Render the rows below as a numbered list, one entry per line, omitting any blank lines.

[Position identification records]
◇ ◇ ◇ ◇ ◇ ◇ ◇

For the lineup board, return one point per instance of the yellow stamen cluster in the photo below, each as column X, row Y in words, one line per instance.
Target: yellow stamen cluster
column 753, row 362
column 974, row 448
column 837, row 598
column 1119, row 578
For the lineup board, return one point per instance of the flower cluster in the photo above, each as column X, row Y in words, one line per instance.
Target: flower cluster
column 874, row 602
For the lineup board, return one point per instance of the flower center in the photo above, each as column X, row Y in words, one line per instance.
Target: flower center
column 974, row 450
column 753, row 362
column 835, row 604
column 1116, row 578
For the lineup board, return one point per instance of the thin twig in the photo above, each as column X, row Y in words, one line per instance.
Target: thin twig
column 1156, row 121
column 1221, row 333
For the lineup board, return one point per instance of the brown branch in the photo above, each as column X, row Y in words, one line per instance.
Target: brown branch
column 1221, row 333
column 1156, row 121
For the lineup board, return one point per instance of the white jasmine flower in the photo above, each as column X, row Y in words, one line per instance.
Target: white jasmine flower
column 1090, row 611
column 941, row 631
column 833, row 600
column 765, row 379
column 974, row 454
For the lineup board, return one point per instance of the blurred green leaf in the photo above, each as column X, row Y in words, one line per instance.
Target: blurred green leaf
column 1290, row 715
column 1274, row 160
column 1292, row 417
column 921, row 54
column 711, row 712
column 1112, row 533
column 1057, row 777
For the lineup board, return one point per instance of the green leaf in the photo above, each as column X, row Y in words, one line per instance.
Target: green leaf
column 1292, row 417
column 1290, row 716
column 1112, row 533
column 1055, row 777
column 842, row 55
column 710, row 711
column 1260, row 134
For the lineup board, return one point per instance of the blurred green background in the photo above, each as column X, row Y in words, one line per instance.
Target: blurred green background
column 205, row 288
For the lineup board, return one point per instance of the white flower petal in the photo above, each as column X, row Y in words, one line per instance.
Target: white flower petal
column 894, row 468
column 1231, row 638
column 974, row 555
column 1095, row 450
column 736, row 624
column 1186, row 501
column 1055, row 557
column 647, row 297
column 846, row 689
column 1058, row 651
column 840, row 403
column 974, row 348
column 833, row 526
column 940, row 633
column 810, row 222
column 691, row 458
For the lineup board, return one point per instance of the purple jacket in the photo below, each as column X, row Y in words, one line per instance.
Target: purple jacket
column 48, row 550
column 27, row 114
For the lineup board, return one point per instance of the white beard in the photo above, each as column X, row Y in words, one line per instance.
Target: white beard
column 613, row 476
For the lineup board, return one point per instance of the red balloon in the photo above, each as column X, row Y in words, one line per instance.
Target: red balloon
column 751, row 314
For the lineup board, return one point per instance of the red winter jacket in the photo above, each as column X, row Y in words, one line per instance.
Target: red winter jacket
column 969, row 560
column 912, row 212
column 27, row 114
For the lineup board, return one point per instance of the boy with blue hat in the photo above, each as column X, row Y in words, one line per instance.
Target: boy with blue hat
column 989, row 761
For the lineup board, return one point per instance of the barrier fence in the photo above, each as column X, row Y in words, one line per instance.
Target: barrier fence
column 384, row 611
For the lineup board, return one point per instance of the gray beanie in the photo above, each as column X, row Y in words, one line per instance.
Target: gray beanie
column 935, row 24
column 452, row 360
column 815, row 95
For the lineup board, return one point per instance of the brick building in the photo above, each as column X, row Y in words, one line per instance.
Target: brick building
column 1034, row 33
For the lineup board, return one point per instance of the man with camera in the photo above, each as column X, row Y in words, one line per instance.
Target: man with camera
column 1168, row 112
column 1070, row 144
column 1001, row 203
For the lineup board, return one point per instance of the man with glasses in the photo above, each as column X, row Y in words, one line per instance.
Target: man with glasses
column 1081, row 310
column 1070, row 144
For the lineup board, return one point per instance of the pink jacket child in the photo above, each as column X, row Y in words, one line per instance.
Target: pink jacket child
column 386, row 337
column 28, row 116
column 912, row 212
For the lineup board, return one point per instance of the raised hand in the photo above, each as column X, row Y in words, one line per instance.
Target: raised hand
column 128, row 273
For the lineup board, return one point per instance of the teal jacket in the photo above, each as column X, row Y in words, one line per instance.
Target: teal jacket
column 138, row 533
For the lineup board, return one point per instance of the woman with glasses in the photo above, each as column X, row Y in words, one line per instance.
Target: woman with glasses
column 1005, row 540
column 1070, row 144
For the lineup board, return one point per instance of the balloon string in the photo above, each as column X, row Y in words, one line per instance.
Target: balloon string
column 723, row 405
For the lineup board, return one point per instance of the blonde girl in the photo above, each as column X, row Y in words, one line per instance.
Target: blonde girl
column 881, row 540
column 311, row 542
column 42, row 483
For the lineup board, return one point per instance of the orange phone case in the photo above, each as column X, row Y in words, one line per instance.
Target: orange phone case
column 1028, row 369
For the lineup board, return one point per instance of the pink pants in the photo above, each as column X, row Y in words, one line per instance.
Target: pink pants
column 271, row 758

◇ ◇ ◇ ◇ ◇ ◇ ◇

● Right answer:
1. For the lineup board, return one point per instance of the yellow stamen cluster in the photo below, each as column X, row Y in words, one line per instance.
2. Target: yellow stamen cluster
3. column 753, row 362
4. column 974, row 448
5. column 837, row 598
6. column 1119, row 578
7. For the lineup board, return one point per instance of the flower cluster in the photo above, each as column X, row Y in words, one line per instance.
8. Target: flower cluster
9. column 874, row 602
10. For the lineup board, return one point per instance of the flower center in the photo above, each as column X, row Y in words, one line per instance.
11. Target: flower center
12. column 974, row 450
13. column 753, row 362
14. column 835, row 604
15. column 1116, row 578
16. For the lineup board, return one point per instance of the thin twig in the photo above, each as column X, row Y in words, one line per instance.
17. Target: thin twig
18. column 1156, row 121
19. column 1221, row 333
20. For the lineup board, return one point per instance of the brown branch in the photo above, each as column X, row Y in words, one line per instance.
21. Target: brown branch
22. column 1221, row 333
23. column 1156, row 121
24. For the lineup board, return one point per instance of the white jasmine flower in the photo above, each as column X, row Y in words, one line per instance.
25. Target: white jasmine flower
26. column 1090, row 611
27. column 941, row 631
28. column 833, row 600
29. column 765, row 379
30. column 974, row 454
31. For the lineup board, return one point per instance of the blurred green leaf in the photo above, each as column X, row Y in words, one line per instance.
32. Target: blurred green leaf
33. column 1290, row 715
34. column 1274, row 160
35. column 1292, row 417
36. column 921, row 54
37. column 711, row 712
38. column 1112, row 533
39. column 1057, row 777
40. For the lineup board, return one point per instance of the green leaf in the photo above, each as column X, row Y in words, one line per instance.
41. Target: green leaf
42. column 1292, row 417
43. column 1290, row 716
44. column 1112, row 533
45. column 1055, row 777
46. column 842, row 55
47. column 710, row 711
48. column 1260, row 134
49. For the lineup board, return one point per instance of the blurred green background in the photo above, each as column X, row Y in words, one line per instance.
50. Target: blurred green background
51. column 205, row 288
52. For the lineup board, return one point per instance of the white flower petal in the photo above, each as column X, row Y in words, one line per instance.
53. Target: white flower petal
54. column 894, row 468
55. column 1231, row 638
56. column 974, row 555
57. column 1095, row 450
58. column 736, row 624
59. column 1186, row 501
60. column 1055, row 557
61. column 647, row 297
62. column 846, row 689
63. column 1058, row 651
64. column 840, row 403
65. column 974, row 348
66. column 833, row 526
67. column 940, row 633
68. column 810, row 222
69. column 691, row 458
70. For the lineup board, return one point per instance of the purple jacket in the photo below, each as column X, row Y in words, one line per instance.
71. Target: purple jacket
72. column 48, row 550
73. column 27, row 114
74. For the lineup board, return one point per instance of the white beard in the photo above, each as column X, row Y in words, one line per instance.
75. Target: white beard
76. column 613, row 476
77. For the lineup board, return one point per instance of the red balloon in the photo above, each as column X, row Y in words, one line per instance.
78. Target: red balloon
79. column 751, row 314
80. For the lineup board, return one point per instance of the red winter jacket in the photo above, each as column X, row Y in words, one line per instance.
81. Target: red winter jacket
82. column 969, row 560
83. column 912, row 212
84. column 27, row 114
85. For the lineup board, return one point per instance of the boy with blue hat in the photo above, each as column X, row Y in words, one line per instance.
86. Target: boy with blue hat
87. column 989, row 761
88. For the lineup board, return one point per instance of the barrier fence in the photo above, each as column X, row Y in words, one line per instance.
89. Target: barrier fence
90. column 384, row 611
91. For the lineup board, return one point per instance of the gray beanie in the photo above, each as column X, row Y in words, one line per instance.
92. Target: gray beanie
93. column 935, row 24
94. column 452, row 360
95. column 815, row 95
96. For the lineup board, return one point per instance of the brick building in the photo above, each as column X, row Y in words, one line per instance.
97. Target: brick building
98. column 1034, row 33
99. For the lineup board, return one point per instance of the man with camera in the photo above, each as column X, row Y in words, one line per instance.
100. Target: man with camera
101. column 1168, row 112
102. column 1070, row 144
103. column 1001, row 203
104. For the lineup board, return one point per instance of the man with glasses in the photo above, each as column X, row Y in words, one line per instance.
105. Target: man with glasses
106. column 1081, row 310
107. column 1070, row 144
108. For the lineup board, return one point per instance of the pink jacket child in the photo above, each as column X, row Y in words, one line per instance.
109. Target: pink jacket child
110. column 386, row 337
111. column 28, row 116
112. column 912, row 212
113. For the lineup board, return one point per instance of the raised hand in the photo above, each as column X, row Y in words, one line per instance.
114. Target: raised hand
115. column 128, row 273
116. For the lineup board, return one point per instance of the teal jacket in the photo above, each as column X, row Y in words, one line per instance.
117. Target: teal jacket
118. column 138, row 533
119. For the lineup board, return one point per instance of the woman with glasses in the photo above, each as column X, row Y in words, one line per instance.
120. Target: woman with glasses
121. column 1005, row 540
122. column 1070, row 144
123. For the lineup board, return one point per instance of the balloon string in the photo above, each as column X, row Y in words, one line per instance.
124. Target: balloon string
125. column 723, row 405
126. For the lineup board, return one point per instance of the blonde girl in the photo above, each as column X, row Y in words, one line per instance.
127. Target: blonde girl
128. column 881, row 540
129. column 311, row 542
130. column 42, row 483
131. For the lineup board, return one point per instance of the orange phone case in the photo above, each as column X, row Y in words, one line per instance.
132. Target: orange phone case
133. column 1028, row 369
134. For the lineup board, return one point per instance of the pink pants in the photo above, each as column X, row Y in words, one line per instance.
135. Target: pink pants
136. column 271, row 758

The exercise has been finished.